▶ [YOUR OBJECTIVE]: Rewrite the rows below as a numbered list, leaving out blank lines and the pictures.

== AVAILABLE RECORDS ==

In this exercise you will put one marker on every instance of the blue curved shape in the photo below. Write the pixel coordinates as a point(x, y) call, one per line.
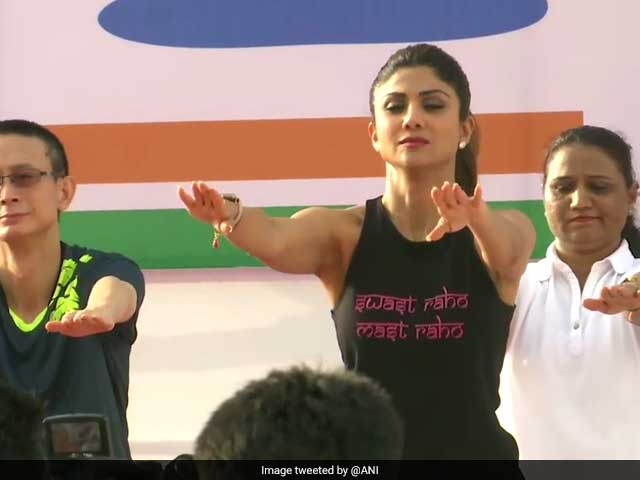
point(266, 23)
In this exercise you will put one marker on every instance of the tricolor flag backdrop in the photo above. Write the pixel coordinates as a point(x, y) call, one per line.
point(268, 99)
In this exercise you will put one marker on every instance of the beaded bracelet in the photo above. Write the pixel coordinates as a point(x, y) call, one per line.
point(233, 198)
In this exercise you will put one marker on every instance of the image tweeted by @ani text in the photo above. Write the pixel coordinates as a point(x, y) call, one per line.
point(333, 470)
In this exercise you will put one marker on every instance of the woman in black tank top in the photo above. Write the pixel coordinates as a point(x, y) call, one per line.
point(422, 278)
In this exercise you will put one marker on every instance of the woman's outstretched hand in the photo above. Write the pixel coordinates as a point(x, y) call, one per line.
point(455, 207)
point(207, 205)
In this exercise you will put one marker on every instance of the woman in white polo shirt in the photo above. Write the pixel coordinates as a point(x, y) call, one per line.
point(572, 374)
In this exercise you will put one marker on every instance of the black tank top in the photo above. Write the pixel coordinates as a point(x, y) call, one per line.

===

▶ [SOLUTION FOR THIS PROBLEM]:
1. In this exercise you will put one marker on every instance of the blue curved shape in the photo below. Write the pixel coordinates as a point(x, y) call, one per line.
2. point(266, 23)
3. In this exercise you will put one marker on every instance of the tricolor flag backdrop in the photo above. Write the pixel coordinates as a point(x, y) call, one per line.
4. point(268, 99)
5. In this exercise you will put one marker on every instance of the beaded bracelet in the photo above. Write the pixel coordinates as a point(x, y) call, one per line.
6. point(233, 198)
7. In this exercise you will put one marker on every instance of the image tweeted by @ani text in the photo above. Write the pixel coordinates as a point(x, y) call, one per line.
8. point(333, 470)
9. In this exercise you will put one marker on every instance of the woman in black tank top in the photo above. Write the pixel coordinates as a point(x, y) call, one per line.
10. point(422, 278)
11. In this exercise you will put one marker on every instance of the woman's outstretched hand in the photo above. Write the pixel coordinates as a point(x, y) call, one per line.
12. point(455, 207)
13. point(207, 205)
14. In this exercise you will put one marker on every instance of the woman in white polo shirt in the photo above. Write the pixel coordinates as a point(x, y) call, one per line.
15. point(572, 374)
16. In this exercise you will put one marker on every instance of the black tank top in the photo above. Write the pixel coordinates as a point(x, y) call, one per line.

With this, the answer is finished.